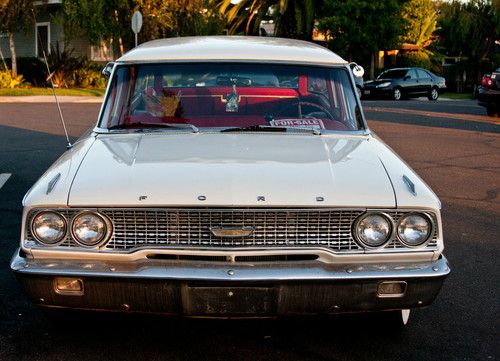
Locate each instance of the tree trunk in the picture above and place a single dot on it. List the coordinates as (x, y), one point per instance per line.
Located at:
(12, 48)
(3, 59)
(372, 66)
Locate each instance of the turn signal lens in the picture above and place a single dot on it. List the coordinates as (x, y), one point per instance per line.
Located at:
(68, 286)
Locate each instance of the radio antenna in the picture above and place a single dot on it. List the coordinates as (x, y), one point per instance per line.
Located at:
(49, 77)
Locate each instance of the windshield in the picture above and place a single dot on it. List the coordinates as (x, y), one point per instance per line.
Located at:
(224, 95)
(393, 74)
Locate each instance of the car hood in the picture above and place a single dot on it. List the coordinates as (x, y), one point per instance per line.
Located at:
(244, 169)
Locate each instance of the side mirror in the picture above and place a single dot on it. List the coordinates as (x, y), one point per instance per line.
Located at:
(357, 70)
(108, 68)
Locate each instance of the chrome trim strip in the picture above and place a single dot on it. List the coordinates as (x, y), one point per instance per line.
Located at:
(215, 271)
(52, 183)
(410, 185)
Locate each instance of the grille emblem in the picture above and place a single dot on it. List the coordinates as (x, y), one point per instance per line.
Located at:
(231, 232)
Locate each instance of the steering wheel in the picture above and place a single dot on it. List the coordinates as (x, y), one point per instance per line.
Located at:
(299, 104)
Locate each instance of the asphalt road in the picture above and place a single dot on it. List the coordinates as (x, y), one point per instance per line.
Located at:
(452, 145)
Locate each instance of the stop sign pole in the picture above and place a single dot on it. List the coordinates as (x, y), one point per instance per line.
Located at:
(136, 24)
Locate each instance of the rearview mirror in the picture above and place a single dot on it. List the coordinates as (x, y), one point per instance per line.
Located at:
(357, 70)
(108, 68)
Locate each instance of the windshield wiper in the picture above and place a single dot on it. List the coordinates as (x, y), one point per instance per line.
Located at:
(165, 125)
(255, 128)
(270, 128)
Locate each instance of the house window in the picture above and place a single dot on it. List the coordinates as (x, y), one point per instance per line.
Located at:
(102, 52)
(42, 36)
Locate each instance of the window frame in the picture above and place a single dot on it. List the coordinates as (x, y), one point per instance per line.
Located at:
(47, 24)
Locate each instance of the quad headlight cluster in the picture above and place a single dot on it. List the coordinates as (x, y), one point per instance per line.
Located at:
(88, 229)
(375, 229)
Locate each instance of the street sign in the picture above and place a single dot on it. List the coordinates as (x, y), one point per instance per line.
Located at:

What you are asked to do | Please extract exactly, and only, the lines from the line containing "Locate each instance of the windshield wiper" through the last line of the records.

Correct result |
Locate each instance of the windshield wiper in the picture above and place a single dot on it. List the coordinates as (x, y), one point per instance per line.
Located at:
(165, 125)
(255, 128)
(270, 128)
Locate each instance of the house window in the picture above and place a single dot on it. List the coordinates as (x, y), one point per instance per line.
Located at:
(102, 52)
(42, 36)
Locate each instance of the window frame in the picture above and place a single dot on it. List the coordinates as (x, y), one point per instance per line.
Located at:
(47, 24)
Locate each instance of the quad headlight cluster in the picture above and place a single dot on it. List the coordinates as (x, y), one point per instance per line.
Located at:
(88, 229)
(375, 229)
Locate each instance of the street sign in the picture above and place a single dot on it. List the coordinates as (x, y), one point per instance per line.
Located at:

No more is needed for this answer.